▸ Dataset entries
• • • • • • •

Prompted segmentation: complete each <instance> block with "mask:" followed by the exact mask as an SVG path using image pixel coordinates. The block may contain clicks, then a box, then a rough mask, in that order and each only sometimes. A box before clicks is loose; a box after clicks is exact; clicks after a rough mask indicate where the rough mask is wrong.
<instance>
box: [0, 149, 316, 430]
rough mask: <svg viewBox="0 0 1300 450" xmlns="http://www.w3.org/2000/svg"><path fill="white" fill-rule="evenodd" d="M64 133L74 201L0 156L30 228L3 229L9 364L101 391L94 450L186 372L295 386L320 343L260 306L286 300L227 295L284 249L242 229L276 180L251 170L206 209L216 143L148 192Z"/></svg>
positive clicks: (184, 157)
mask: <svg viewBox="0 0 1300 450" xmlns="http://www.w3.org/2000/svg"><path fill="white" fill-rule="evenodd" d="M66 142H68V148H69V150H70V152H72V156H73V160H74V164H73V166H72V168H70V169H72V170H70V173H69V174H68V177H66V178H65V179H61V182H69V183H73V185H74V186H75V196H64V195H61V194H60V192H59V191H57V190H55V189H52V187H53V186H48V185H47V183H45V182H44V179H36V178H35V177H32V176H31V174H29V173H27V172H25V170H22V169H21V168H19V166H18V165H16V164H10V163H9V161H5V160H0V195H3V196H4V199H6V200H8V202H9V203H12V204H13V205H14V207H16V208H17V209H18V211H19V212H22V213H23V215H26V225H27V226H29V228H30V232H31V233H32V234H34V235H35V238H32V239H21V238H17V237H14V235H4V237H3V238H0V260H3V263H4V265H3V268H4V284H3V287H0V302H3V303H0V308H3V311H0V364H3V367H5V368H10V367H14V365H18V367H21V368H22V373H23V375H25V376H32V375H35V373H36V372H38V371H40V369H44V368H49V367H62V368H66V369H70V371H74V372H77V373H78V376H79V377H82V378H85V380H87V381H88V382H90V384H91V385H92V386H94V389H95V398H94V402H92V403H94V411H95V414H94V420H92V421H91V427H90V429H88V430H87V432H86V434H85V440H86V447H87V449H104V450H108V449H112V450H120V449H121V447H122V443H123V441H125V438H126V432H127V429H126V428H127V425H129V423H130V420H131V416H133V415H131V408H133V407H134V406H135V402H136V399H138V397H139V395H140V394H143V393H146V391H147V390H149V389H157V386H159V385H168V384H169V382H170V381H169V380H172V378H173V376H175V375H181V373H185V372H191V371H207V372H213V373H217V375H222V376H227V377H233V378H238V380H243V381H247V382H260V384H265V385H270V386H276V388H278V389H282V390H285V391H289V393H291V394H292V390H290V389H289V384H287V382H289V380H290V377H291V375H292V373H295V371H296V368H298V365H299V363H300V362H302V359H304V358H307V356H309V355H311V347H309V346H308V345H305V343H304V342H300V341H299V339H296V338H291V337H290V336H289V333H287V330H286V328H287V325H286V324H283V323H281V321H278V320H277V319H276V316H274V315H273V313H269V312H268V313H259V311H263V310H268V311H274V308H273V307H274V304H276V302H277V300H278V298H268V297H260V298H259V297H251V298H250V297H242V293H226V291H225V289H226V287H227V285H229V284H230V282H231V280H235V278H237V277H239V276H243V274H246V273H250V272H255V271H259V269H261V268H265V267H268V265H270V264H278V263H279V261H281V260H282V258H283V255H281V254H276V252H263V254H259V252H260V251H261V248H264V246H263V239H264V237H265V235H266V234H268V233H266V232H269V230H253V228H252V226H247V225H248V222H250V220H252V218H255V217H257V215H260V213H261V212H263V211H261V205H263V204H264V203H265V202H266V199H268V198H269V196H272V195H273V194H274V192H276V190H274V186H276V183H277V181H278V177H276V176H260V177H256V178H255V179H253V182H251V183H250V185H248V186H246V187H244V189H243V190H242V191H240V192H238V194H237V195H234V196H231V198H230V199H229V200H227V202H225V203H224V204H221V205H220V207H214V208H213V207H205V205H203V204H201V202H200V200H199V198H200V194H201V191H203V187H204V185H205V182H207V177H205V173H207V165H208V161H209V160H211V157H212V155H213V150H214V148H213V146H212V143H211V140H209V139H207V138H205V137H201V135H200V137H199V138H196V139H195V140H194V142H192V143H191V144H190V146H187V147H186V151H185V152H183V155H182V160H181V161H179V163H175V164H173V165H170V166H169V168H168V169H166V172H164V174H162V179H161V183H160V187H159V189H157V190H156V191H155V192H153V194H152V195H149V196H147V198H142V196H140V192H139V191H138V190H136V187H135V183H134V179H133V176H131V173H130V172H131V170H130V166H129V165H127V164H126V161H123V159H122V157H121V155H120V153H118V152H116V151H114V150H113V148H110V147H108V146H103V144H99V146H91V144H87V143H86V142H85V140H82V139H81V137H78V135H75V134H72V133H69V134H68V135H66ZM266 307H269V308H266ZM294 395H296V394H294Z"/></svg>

• • • • • • •

▸ WRITTEN TASK
Output every line of the rows above as a JSON list of strings, one string per line, with blank lines left out.

▸ RESPONSE FOR THIS EXERCISE
[
  "Prompted segmentation: complete each <instance> block with \"mask:\" followed by the exact mask as an SVG path using image pixel coordinates. The block may contain clicks, then a box, then a rough mask, in that order and each only sometimes. A box before clicks is loose; a box after clicks is exact; clicks after a rough mask indicate where the rough mask is wrong.",
  "<instance>",
  "box: [0, 149, 316, 430]",
  "rough mask: <svg viewBox=\"0 0 1300 450\" xmlns=\"http://www.w3.org/2000/svg\"><path fill=\"white\" fill-rule=\"evenodd\" d=\"M64 133L74 201L0 156L30 228L3 229L9 364L101 391L94 450L186 372L295 386L320 343L260 306L286 300L227 295L284 249L242 229L276 180L251 170L206 209L216 143L148 192Z\"/></svg>",
  "positive clicks: (184, 157)",
  "mask: <svg viewBox=\"0 0 1300 450\" xmlns=\"http://www.w3.org/2000/svg\"><path fill=\"white\" fill-rule=\"evenodd\" d=\"M66 142H68V148H69V150H70V152H72V156H73V160H74V164H73V166H72V168H70V169H72V170H70V173H69V174H68V177H66V178H65V179H61V182H69V183H73V185H74V186H75V196H64V195H61V194H60V192H59V191H57V190H55V189H52V187H53V186H48V185H47V183H45V182H44V179H36V178H35V177H32V176H31V174H29V173H27V172H25V170H22V169H21V168H19V166H18V165H16V164H10V163H9V161H5V160H0V195H3V196H4V199H6V200H8V202H9V203H12V204H13V205H14V207H16V208H17V209H18V211H19V212H22V213H23V215H26V225H27V226H29V228H30V232H31V233H32V234H34V235H35V238H32V239H21V238H17V237H14V235H4V237H3V238H0V260H3V263H4V265H3V268H4V284H3V287H0V302H3V303H0V308H3V311H0V364H3V367H5V368H10V367H14V365H18V367H21V368H22V373H23V375H25V376H32V375H35V373H36V372H38V371H40V369H44V368H49V367H62V368H66V369H70V371H74V372H77V373H78V376H79V377H82V378H85V380H87V381H88V382H90V384H91V385H92V386H94V389H95V398H94V402H92V403H94V411H95V414H94V420H92V421H91V427H90V429H88V430H87V432H86V434H85V440H86V447H87V449H104V450H108V449H112V450H120V449H121V447H122V443H123V441H125V438H126V432H127V429H126V428H127V425H129V423H130V420H131V416H133V415H131V408H133V407H134V406H135V402H136V399H138V397H139V395H140V394H143V393H146V391H147V390H149V389H157V386H159V385H168V384H169V382H170V381H169V380H172V378H173V376H175V375H181V373H185V372H191V371H207V372H213V373H217V375H222V376H227V377H233V378H238V380H243V381H247V382H260V384H265V385H270V386H276V388H278V389H282V390H285V391H289V393H291V394H292V390H290V389H289V384H287V382H289V380H290V377H291V375H292V373H295V371H296V368H298V365H299V363H300V362H302V359H304V358H307V356H309V355H311V347H309V346H308V345H305V343H304V342H300V341H299V339H296V338H291V337H290V336H289V333H287V330H286V328H287V325H286V324H283V323H281V321H278V320H277V319H276V316H274V315H273V313H269V312H268V313H259V311H263V310H268V311H274V308H273V307H274V304H276V302H277V300H278V298H268V297H260V298H259V297H251V298H250V297H242V293H226V291H225V289H226V287H227V285H229V284H230V282H231V280H235V278H237V277H239V276H243V274H246V273H250V272H255V271H259V269H261V268H265V267H268V265H270V264H278V263H279V261H281V260H282V258H283V255H281V254H276V252H263V254H259V252H260V251H261V248H264V246H263V239H264V237H265V235H266V234H268V233H266V232H269V230H253V228H252V226H247V225H248V222H250V220H252V218H255V217H257V215H260V213H261V212H263V211H261V205H263V204H264V203H265V202H266V199H268V198H269V196H272V195H273V194H274V192H276V190H274V186H276V183H277V181H278V177H276V176H260V177H256V178H255V179H253V182H251V183H250V185H248V186H246V187H244V189H243V190H242V191H240V192H238V194H237V195H234V196H231V198H230V199H229V200H227V202H225V203H224V204H221V205H220V207H214V208H213V207H205V205H203V204H201V202H200V200H199V198H200V194H201V191H203V187H204V185H205V182H207V177H205V173H207V165H208V161H209V160H211V157H212V155H213V150H214V148H213V146H212V143H211V140H209V139H207V138H205V137H201V135H200V137H199V138H196V139H195V140H194V142H192V143H191V144H190V146H187V147H186V151H185V152H183V155H182V160H181V161H179V163H175V164H173V165H170V166H169V168H168V169H166V172H164V174H162V179H161V183H160V187H159V189H157V190H156V191H155V192H153V194H152V195H149V196H147V198H142V196H140V192H139V191H138V190H136V187H135V183H134V179H133V176H131V173H130V172H131V170H130V166H129V165H127V164H126V161H123V159H122V157H121V155H120V153H118V152H116V151H114V150H113V148H110V147H108V146H103V144H99V146H91V144H87V143H86V142H85V140H82V139H81V137H78V135H75V134H72V133H69V134H68V135H66ZM266 307H269V308H266ZM294 395H296V394H294Z\"/></svg>"
]